-- Begin Input records --

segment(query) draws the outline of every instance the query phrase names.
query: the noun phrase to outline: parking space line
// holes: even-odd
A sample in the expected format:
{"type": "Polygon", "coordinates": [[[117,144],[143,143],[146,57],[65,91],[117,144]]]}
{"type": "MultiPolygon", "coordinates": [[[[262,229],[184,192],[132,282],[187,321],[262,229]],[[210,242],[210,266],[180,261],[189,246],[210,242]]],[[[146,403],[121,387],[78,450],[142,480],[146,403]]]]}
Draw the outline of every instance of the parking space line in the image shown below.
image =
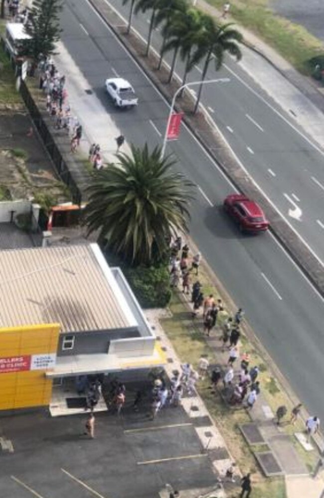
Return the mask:
{"type": "MultiPolygon", "coordinates": [[[[92,493],[93,495],[94,495],[95,496],[98,497],[98,498],[106,498],[105,497],[103,496],[102,495],[100,495],[100,493],[98,493],[98,491],[96,491],[95,490],[94,490],[92,488],[90,488],[90,486],[88,486],[88,485],[86,484],[85,483],[84,483],[83,481],[81,481],[80,479],[78,479],[77,477],[75,477],[75,476],[72,475],[72,474],[70,474],[70,473],[68,472],[67,470],[65,470],[64,469],[61,469],[61,470],[62,472],[64,472],[64,474],[66,474],[67,476],[68,476],[68,477],[71,479],[75,481],[76,483],[80,484],[80,485],[81,486],[83,486],[83,488],[85,488],[86,490],[90,491],[90,492],[92,493]]],[[[42,498],[42,497],[41,497],[40,498],[42,498]]]]}
{"type": "Polygon", "coordinates": [[[29,491],[29,493],[31,493],[32,495],[33,495],[34,497],[37,497],[37,498],[44,498],[44,497],[42,496],[41,495],[39,495],[39,493],[37,493],[37,491],[35,491],[35,490],[33,490],[32,488],[29,488],[27,484],[25,484],[24,483],[23,483],[22,481],[20,480],[20,479],[18,479],[16,477],[15,477],[14,476],[10,476],[10,477],[13,481],[14,481],[15,483],[19,484],[22,488],[24,488],[25,490],[29,491]]]}
{"type": "Polygon", "coordinates": [[[172,429],[172,427],[185,427],[188,425],[192,425],[189,422],[185,424],[172,424],[171,425],[159,425],[156,427],[141,427],[140,429],[127,429],[124,433],[132,434],[132,432],[146,432],[147,431],[157,431],[160,429],[172,429]]]}
{"type": "Polygon", "coordinates": [[[169,458],[159,458],[157,460],[147,460],[146,462],[138,462],[138,465],[149,465],[150,464],[163,463],[164,462],[172,462],[174,460],[188,460],[193,458],[202,458],[208,457],[207,453],[197,453],[196,455],[185,455],[183,457],[170,457],[169,458]]]}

-- End Input records --

Copy all the data exactly as written, but skip any picture.

#### [Completed exercise]
segment(query) draws the outline of every instance the query phrase names.
query: the noun phrase to outline: parking space line
// holes: even-odd
A sample in the expected format:
{"type": "Polygon", "coordinates": [[[117,144],[143,143],[146,57],[65,91],[117,144]]]}
{"type": "MultiPolygon", "coordinates": [[[[262,229],[184,192],[132,282],[187,321],[262,229]],[[210,242],[210,266],[180,261],[189,246],[210,242]]],[[[146,403],[121,387],[78,450],[142,480],[146,403]]]]}
Draw the outline of every instance of the parking space line in the image shown below.
image =
Return the mask:
{"type": "MultiPolygon", "coordinates": [[[[92,493],[93,495],[94,495],[95,496],[98,497],[98,498],[106,498],[105,497],[103,496],[102,495],[100,495],[100,493],[98,493],[98,491],[96,491],[95,490],[94,490],[92,488],[90,488],[90,486],[88,486],[88,485],[86,484],[85,483],[84,483],[83,481],[81,481],[80,479],[78,479],[77,477],[75,477],[75,476],[72,475],[72,474],[70,474],[70,473],[68,472],[67,470],[65,470],[64,469],[61,469],[61,470],[62,472],[64,472],[64,474],[66,474],[67,476],[68,476],[68,477],[71,479],[75,481],[76,483],[80,484],[80,485],[81,486],[83,486],[83,488],[85,488],[86,490],[90,491],[90,492],[92,493]]],[[[42,498],[42,497],[41,497],[40,498],[42,498]]]]}
{"type": "Polygon", "coordinates": [[[29,491],[29,493],[31,493],[32,495],[33,495],[34,497],[37,497],[37,498],[44,498],[44,497],[42,496],[41,495],[39,495],[39,493],[37,493],[37,491],[35,491],[35,490],[33,490],[32,488],[29,488],[27,484],[25,484],[24,483],[23,483],[22,481],[20,480],[20,479],[18,479],[16,477],[15,477],[14,476],[10,476],[10,477],[13,481],[14,481],[15,483],[19,484],[22,488],[24,488],[25,490],[29,491]]]}
{"type": "Polygon", "coordinates": [[[172,429],[172,427],[185,427],[188,425],[192,425],[189,422],[185,424],[172,424],[171,425],[159,425],[156,427],[141,427],[140,429],[127,429],[124,433],[132,434],[132,432],[146,432],[147,431],[157,431],[160,429],[172,429]]]}
{"type": "Polygon", "coordinates": [[[169,458],[159,458],[157,460],[147,460],[146,462],[138,462],[138,465],[149,465],[150,464],[163,463],[164,462],[172,462],[174,460],[188,460],[193,458],[202,458],[208,457],[207,453],[197,453],[196,455],[185,455],[183,457],[170,457],[169,458]]]}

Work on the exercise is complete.